**EXERCISE SET:**
• a. In the XRay test diff, which target does the changed XFAIL line add?
• b. Continue the XRay test diff from its last line.

**DOCUMENT EXCERPT:**
-- begin --
Index: compiler-rt/test/xray/TestCases/Posix/arg1-arg0-logging.cpp
===================================================================
--- compiler-rt/test/xray/TestCases/Posix/arg1-arg0-logging.cpp
+++ compiler-rt/test/xray/TestCases/Posix/arg1-arg0-logging.cpp
@@ -6,7 +6,7 @@
 // RUN: XRAY_OPTIONS="patch_premain=true verbosity=1 xray_logfile_base=arg0-arg1-logging-" %run %t
 //
 // TODO: Support these in ARM and PPC
-// XFAIL: target={{(arm|aarch64|mips).*}}
+// XFAIL: target={{(arm|aarch64|loongarch64|mips).*}}
 // UNSUPPORTED: target=powerpc64le{{.*}}
 
 #include "xray/xray_interface.h"
-- end --
Location labeling records:
-- begin --
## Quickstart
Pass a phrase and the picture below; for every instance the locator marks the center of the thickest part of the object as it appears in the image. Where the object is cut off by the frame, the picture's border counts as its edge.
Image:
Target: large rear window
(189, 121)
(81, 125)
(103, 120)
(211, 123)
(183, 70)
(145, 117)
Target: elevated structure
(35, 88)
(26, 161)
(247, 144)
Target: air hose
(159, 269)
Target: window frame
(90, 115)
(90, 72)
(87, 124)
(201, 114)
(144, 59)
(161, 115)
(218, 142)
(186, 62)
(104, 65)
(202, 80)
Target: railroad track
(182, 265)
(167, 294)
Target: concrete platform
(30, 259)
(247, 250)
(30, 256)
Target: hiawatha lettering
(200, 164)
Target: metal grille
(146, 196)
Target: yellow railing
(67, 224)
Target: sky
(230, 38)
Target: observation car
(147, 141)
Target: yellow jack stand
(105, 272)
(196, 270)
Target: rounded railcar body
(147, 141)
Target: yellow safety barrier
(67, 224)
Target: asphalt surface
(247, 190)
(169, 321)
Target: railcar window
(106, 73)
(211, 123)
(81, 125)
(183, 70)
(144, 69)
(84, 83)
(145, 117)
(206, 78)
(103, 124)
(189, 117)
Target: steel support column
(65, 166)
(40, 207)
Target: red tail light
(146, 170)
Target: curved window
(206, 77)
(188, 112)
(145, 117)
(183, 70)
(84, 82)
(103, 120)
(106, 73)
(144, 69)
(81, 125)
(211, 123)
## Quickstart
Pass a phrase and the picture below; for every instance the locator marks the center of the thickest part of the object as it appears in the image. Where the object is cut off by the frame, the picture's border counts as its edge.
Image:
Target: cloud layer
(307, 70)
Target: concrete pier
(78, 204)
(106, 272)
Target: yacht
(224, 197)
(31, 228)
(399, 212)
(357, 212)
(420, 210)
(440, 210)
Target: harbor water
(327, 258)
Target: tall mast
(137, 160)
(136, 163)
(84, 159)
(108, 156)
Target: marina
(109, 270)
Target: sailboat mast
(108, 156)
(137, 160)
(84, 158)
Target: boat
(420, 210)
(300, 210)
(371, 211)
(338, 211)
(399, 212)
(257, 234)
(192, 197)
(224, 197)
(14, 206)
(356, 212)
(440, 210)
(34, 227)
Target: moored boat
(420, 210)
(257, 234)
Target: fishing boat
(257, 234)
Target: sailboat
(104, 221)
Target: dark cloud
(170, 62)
-- end --
-- begin --
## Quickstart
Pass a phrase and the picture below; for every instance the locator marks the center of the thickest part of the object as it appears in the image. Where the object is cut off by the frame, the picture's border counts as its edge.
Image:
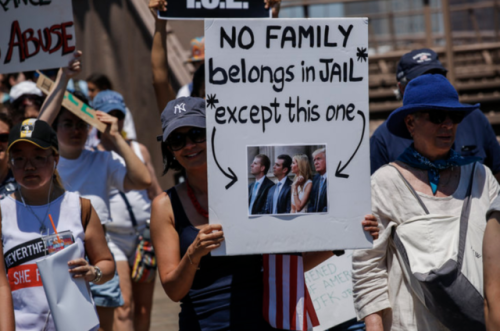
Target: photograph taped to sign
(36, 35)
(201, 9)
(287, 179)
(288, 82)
-- end --
**IN RESPONSE:**
• a. loongarch64

• b.
Index: compiler-rt/test/xray/TestCases/Posix/always-never-instrument.cpp
===================================================================
--- compiler-rt/test/xray/TestCases/Posix/always-never-instrument.cpp
+++ compiler-rt/test/xray/TestCases/Posix/always-never-instrument.cpp
@@ -9,7 +9,7 @@
 // RUN:    FileCheck %s --check-prefix NOINSTR
 // RUN: %llvm_xray extract -symbolize %t | \
 // RUN:    FileCheck %s --check-prefix ALWAYSINSTR
-// REQUIRES: x86_64-target-arch
+// REQUIRES: x86_64-target-arch || loongarch64-target-arch
 // REQUIRES: built-in-llvm-tree
 
 // NOINSTR-NOT: {{.*__xray_NeverInstrumented.*}}
Index: compiler-rt/lib/xray/xray_tsc.h
===================================================================
--- compiler-rt/lib/xray/xray_tsc.h
+++ compiler-rt/lib/xray/xray_tsc.h
@@ -43,7 +43,7 @@
 #elif defined(__powerpc64__)
 #include "xray_powerpc64.inc"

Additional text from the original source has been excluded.